The server only updates the manifest each time step 6 completes successfully, so failures during steps 3-6 (including crashes on the server or client) can be resumed safely (well, more or less).

There are a few bits that were a little fiddly in doing chunk-wise zip file creation. The basic thing that needs to be achieved is to find a chunk-able compression algorithm. Deflate can be used in this manner.

The java ZipOutputStream and DeflaterOutputStream are not really suitable for 'chunk-wise' deflation/zipping, since they don't allow an arbitrary flushing. There is a BSD-style licensed java implementation of ZLib at http://www.jcraft.com/jzlib. I haven't benchmarked it for speed, but it gives the same output as the Java implementation. JZLib is great, and is supports all the flushing modes of ZLib (unlike the java.util.zip.Deflate implementation).

- [OBJECTIVE]: How would the write-up on chunk-wise zip file creation carry on after its last sentence? Extend it with the next part.

- [ENTRIES]:
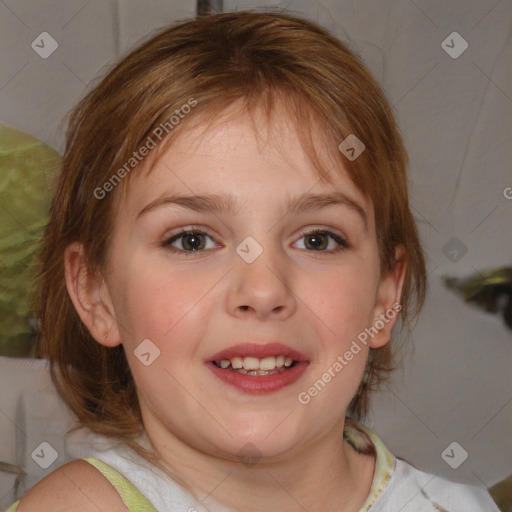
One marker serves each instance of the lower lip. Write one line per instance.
(259, 384)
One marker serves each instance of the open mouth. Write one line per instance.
(257, 366)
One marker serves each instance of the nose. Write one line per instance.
(261, 289)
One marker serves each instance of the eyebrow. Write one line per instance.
(226, 204)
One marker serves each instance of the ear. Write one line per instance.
(387, 304)
(91, 297)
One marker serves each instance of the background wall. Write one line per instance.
(454, 112)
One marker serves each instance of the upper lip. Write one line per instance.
(259, 351)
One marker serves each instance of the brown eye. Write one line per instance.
(318, 241)
(188, 241)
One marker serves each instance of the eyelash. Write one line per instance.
(343, 244)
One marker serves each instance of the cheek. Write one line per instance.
(160, 303)
(343, 299)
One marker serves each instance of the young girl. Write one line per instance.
(230, 246)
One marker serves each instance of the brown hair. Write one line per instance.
(259, 58)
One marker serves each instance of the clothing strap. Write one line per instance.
(131, 496)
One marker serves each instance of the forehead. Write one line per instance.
(242, 155)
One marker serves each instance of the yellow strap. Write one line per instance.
(131, 496)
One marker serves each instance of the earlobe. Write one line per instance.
(91, 297)
(387, 305)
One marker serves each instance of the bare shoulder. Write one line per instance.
(76, 486)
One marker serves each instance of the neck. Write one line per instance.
(326, 475)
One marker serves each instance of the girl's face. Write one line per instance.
(284, 266)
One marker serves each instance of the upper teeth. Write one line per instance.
(254, 363)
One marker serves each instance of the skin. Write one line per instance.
(193, 307)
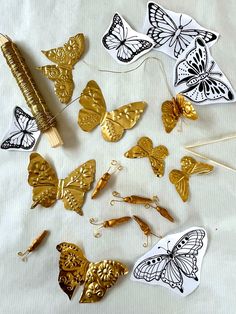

- [THE RESULT]:
Also, Zip files compute a CRC for each entry. So, the manifest entry in step 4 contains a 'partial' CRC, which for each chunk is updated and sent back in the book-keeping info in step 5. There is a public domain implementation of CRC for java at http://www.axlradius.com/freestuff/CRC32.java. I've benchmarked it and it is as fast as (and provides equivalent CRCs) the native java implementation.

Finally, the Zip file format is quite pernickety. I managed to piece together most of an implementation from the wikipedia page and http://www.pkware.com/documents/casestudies/APPNOTE.TXT. Although at one point I couldn't work the right value for one of the fields. Luckily the JDK's ZipOutputStream source is available so you can see what they do.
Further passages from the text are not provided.